## [Set task]
Write out the stretch of the records from the line containing "Target: small rock outcrop" through the end of the records as a numbered list, skipping blank lines. Leave the pictures out.

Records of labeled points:
'''

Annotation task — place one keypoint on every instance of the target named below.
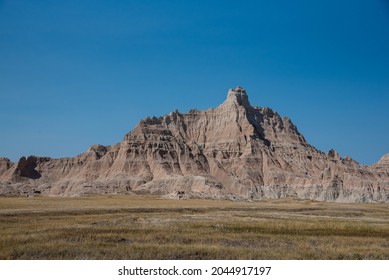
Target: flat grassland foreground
(146, 227)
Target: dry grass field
(145, 227)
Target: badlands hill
(233, 151)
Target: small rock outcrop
(234, 151)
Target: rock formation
(235, 151)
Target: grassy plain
(145, 227)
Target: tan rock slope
(233, 151)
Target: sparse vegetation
(144, 227)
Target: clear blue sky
(76, 73)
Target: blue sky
(77, 73)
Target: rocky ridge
(234, 151)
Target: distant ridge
(235, 151)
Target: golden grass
(146, 227)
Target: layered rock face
(235, 151)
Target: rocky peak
(238, 96)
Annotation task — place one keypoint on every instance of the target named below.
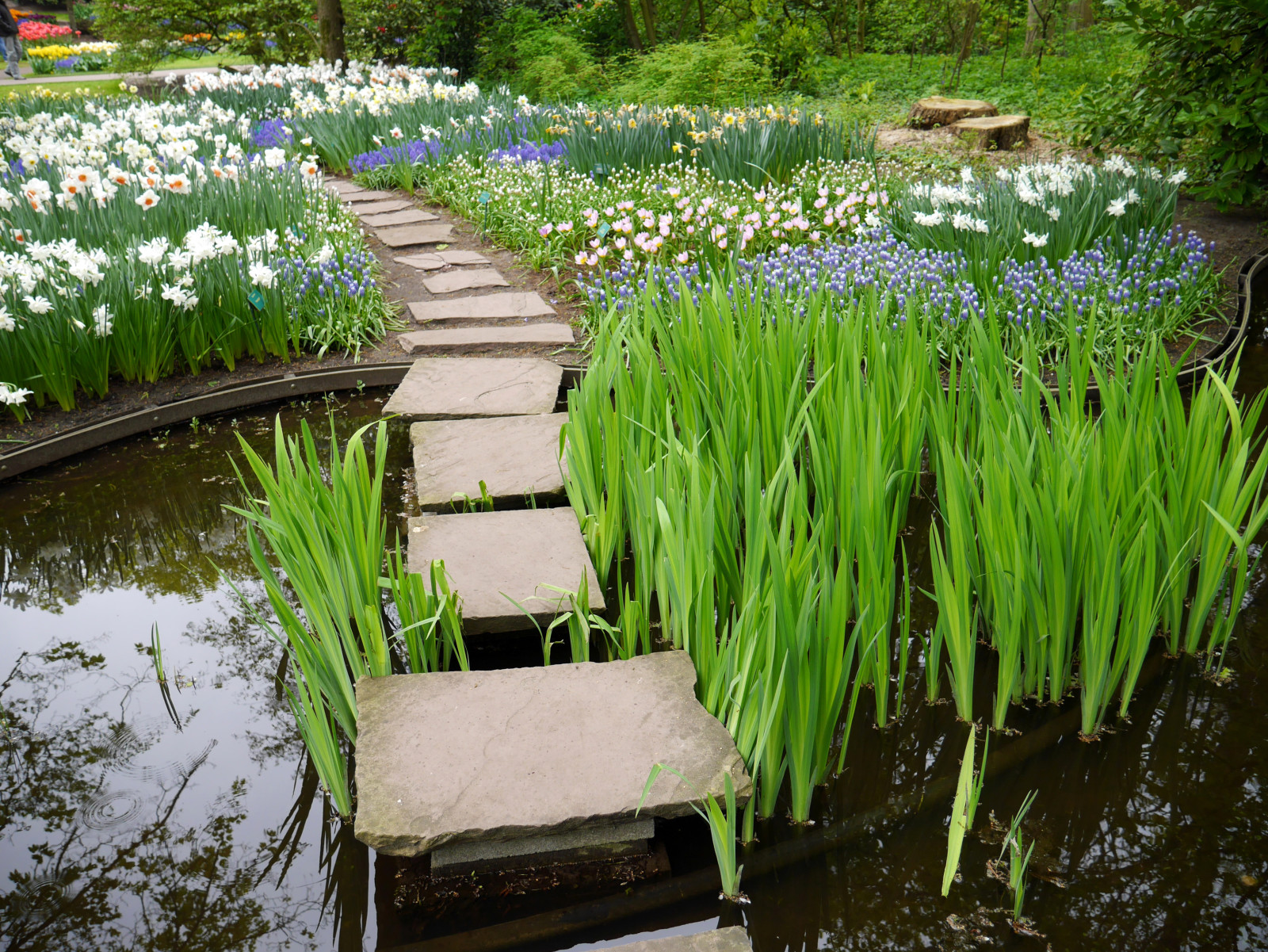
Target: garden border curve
(90, 436)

'''

## [Solution for this exercise]
1. Target: small rock outcrop
2. (234, 151)
3. Target: rock formation
4. (235, 151)
5. Target: grassy plain
6. (145, 227)
7. Target: tan rock slope
8. (233, 151)
9. Target: sparse vegetation
10. (144, 227)
11. Target: clear blue sky
12. (76, 73)
13. Target: blue sky
14. (77, 73)
15. Target: rocky ridge
16. (234, 151)
17. Target: distant ridge
18. (235, 151)
19. Target: golden grass
20. (146, 227)
21. Target: layered rock face
22. (235, 151)
23. Target: rocky peak
24. (238, 96)
25. Annotation task — place one keypoint on every instance of the target named below.
26. Target: garden border curve
27. (90, 436)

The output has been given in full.